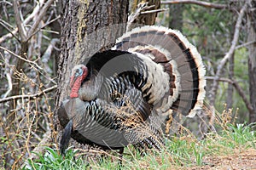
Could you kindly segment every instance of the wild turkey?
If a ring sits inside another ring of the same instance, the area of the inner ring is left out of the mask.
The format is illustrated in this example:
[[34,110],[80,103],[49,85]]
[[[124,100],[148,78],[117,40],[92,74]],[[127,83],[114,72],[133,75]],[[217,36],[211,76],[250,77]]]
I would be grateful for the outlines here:
[[136,28],[111,49],[75,65],[70,99],[58,110],[70,138],[103,149],[128,144],[160,149],[170,110],[194,116],[205,96],[205,68],[196,48],[177,31]]

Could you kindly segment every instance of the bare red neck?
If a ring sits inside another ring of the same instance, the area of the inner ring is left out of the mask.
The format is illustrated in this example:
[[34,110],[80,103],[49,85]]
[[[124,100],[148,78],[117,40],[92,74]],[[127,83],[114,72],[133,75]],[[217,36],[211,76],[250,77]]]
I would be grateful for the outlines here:
[[81,87],[81,84],[84,81],[84,79],[87,76],[88,74],[88,69],[87,67],[83,68],[83,74],[77,78],[75,78],[74,76],[71,76],[71,93],[70,93],[70,98],[78,98],[79,97],[79,91]]

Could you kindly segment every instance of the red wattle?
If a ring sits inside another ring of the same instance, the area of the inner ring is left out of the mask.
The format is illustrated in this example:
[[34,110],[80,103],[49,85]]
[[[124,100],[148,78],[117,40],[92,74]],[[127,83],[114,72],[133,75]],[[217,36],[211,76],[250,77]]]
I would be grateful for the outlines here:
[[83,77],[79,76],[73,82],[73,87],[71,88],[71,93],[70,93],[71,98],[79,97],[79,90],[81,83],[82,83],[82,79],[83,79]]

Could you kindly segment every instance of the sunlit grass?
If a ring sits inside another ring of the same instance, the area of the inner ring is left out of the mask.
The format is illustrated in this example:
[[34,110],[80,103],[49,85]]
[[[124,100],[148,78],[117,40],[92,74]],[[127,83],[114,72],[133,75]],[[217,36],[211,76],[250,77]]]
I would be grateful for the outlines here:
[[[227,124],[227,128],[218,133],[210,133],[203,140],[192,134],[166,139],[160,151],[148,150],[143,156],[132,146],[126,147],[122,169],[180,169],[204,166],[207,157],[227,156],[238,150],[254,149],[256,133],[253,126]],[[27,160],[24,169],[118,169],[119,156],[113,151],[99,159],[85,159],[78,150],[69,149],[63,159],[56,150],[46,148],[46,153],[38,154],[39,159]],[[75,157],[75,158],[74,158]]]

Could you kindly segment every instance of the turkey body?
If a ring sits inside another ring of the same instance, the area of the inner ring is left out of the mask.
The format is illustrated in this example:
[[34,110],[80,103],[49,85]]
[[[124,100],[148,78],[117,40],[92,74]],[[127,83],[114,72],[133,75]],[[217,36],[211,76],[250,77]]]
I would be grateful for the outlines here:
[[127,32],[112,50],[72,70],[70,99],[58,110],[66,127],[61,153],[71,137],[103,149],[160,149],[166,113],[194,116],[202,105],[204,75],[200,54],[178,31],[144,26]]

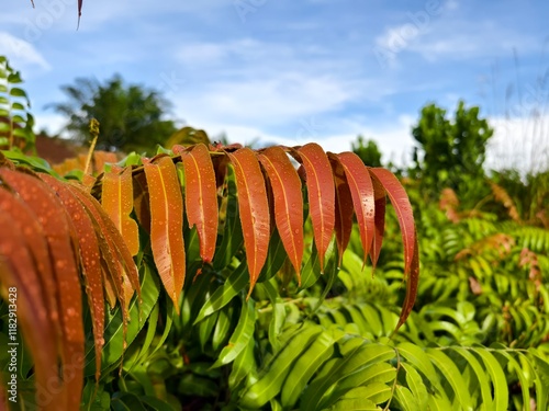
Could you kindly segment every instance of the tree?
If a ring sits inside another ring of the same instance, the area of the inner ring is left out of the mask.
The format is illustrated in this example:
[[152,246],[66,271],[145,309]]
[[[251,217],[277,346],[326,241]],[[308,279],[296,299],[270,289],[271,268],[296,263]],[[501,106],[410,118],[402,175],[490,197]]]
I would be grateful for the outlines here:
[[422,185],[433,189],[436,194],[445,186],[459,194],[471,182],[484,178],[486,144],[493,133],[486,119],[479,118],[477,106],[467,109],[460,101],[453,119],[435,104],[425,106],[412,129],[419,144],[414,149],[412,174],[421,178]]
[[374,140],[368,140],[365,144],[365,138],[358,136],[356,142],[351,142],[352,152],[355,152],[360,160],[370,167],[382,167],[381,151]]
[[66,128],[77,141],[88,141],[91,118],[101,125],[98,149],[107,151],[152,155],[176,132],[173,122],[164,119],[170,104],[159,92],[126,85],[117,75],[104,84],[80,78],[61,89],[69,101],[52,106],[69,118]]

[SHORT EXERCISE] Quote the preceding listing precisely and completely, omitting its images.

[EXERCISE RESPONSE]
Could you kindly segment every instance of the wild turkey?
If a ring sits inside another ring of the same instance, the area of the inner ring is left out of the mask.
The format is illustrated in this example:
[[34,110],[80,103],[49,85]]
[[[124,100],[148,78],[117,40],[92,74]],[[127,83],[114,72],[133,75]],[[217,36],[211,76],[250,77]]]
I would be grateful for the outlines here:
[[136,28],[111,49],[75,65],[70,99],[58,110],[70,138],[103,149],[128,144],[160,149],[170,110],[194,116],[205,96],[205,68],[196,48],[177,31]]

Could you kindly segment every instance of the bare red neck?
If a ring sits inside another ring of the same instance, the area of the inner ring is left out of the mask.
The format is illustrated in this example:
[[34,110],[80,103],[49,85]]
[[[124,100],[148,78],[117,40],[92,74]],[[127,83],[114,72],[133,75]],[[217,36],[211,76],[250,77]]]
I would be grateful for the outlines here:
[[81,87],[81,84],[84,81],[84,79],[87,76],[88,74],[88,69],[87,67],[83,68],[83,74],[77,78],[75,78],[74,76],[71,76],[71,93],[70,93],[70,98],[78,98],[79,97],[79,91]]

Could you kindly segment every instance of the red wattle?
If a ring sits inside another ring of the same instance, the area of the inner ring is left out of the mask.
The format is illustrated in this example:
[[34,110],[80,103],[49,85]]
[[[124,100],[148,78],[117,40],[92,74]],[[127,83],[114,72],[133,75]],[[217,36],[211,76],[250,77]]]
I would be grateful for the outlines here:
[[83,77],[79,76],[73,82],[73,87],[71,88],[71,93],[70,93],[71,98],[79,97],[79,90],[81,83],[82,83],[82,79],[83,79]]

Could you kindly segment every instance of the sunlit grass?
If a ring sits inside another ring of the same instance, the area of the inner ring is left out of the mask.
The format is illustrated in this example:
[[34,110],[80,103],[49,85]]
[[[124,100],[148,78],[117,40],[92,74]],[[127,83],[114,72],[133,75]],[[217,36],[211,76],[250,77]]]
I would be grateful for the outlines here:
[[[227,124],[227,128],[218,133],[210,133],[203,140],[192,134],[166,139],[160,151],[148,150],[143,156],[132,146],[126,147],[122,169],[180,169],[204,166],[207,157],[227,156],[238,150],[254,149],[256,133],[253,126]],[[27,160],[24,169],[118,169],[119,156],[113,151],[99,159],[85,159],[78,150],[69,149],[63,159],[56,150],[46,148],[46,153],[38,154],[39,159]],[[75,157],[75,158],[74,158]]]

Could you kindly segment every instance of the turkey body?
If a ring sits inside another ring of the same instance, the area of the inner ring is left out of the mask.
The format is illustrated in this example:
[[34,110],[80,103],[49,85]]
[[[124,100],[148,78],[117,40],[92,74]],[[127,83],[114,72],[133,75]],[[217,36],[211,76],[250,77]]]
I would be grateful for the outlines here:
[[127,32],[112,50],[72,70],[70,99],[58,110],[66,127],[61,153],[71,137],[103,149],[160,149],[166,113],[194,116],[202,105],[204,75],[200,54],[178,31],[144,26]]

Could you kindly segment every instance of the tree?
If a ring sits inside another ring of the same instance, the area of the inner ring is left out of the mask.
The format is illustrated in this example:
[[152,246],[66,271],[145,309]]
[[[251,217],[277,346],[326,241]],[[308,279],[296,299],[270,289],[271,268],[296,263]],[[501,106],[410,118],[402,175],[490,197]]]
I would be grateful for the outlines here:
[[422,185],[433,189],[436,194],[445,186],[459,194],[471,182],[484,178],[486,144],[493,133],[486,119],[479,118],[477,106],[467,109],[460,101],[453,119],[435,104],[425,106],[412,129],[419,144],[414,149],[412,174],[421,178]]
[[374,140],[368,140],[365,144],[365,138],[358,136],[356,142],[351,142],[352,152],[355,152],[360,160],[370,167],[382,167],[381,151]]
[[66,128],[77,141],[88,141],[91,118],[101,125],[98,149],[107,151],[152,155],[176,132],[173,122],[164,119],[170,104],[159,92],[126,85],[117,75],[104,84],[80,78],[61,89],[69,101],[52,106],[69,118]]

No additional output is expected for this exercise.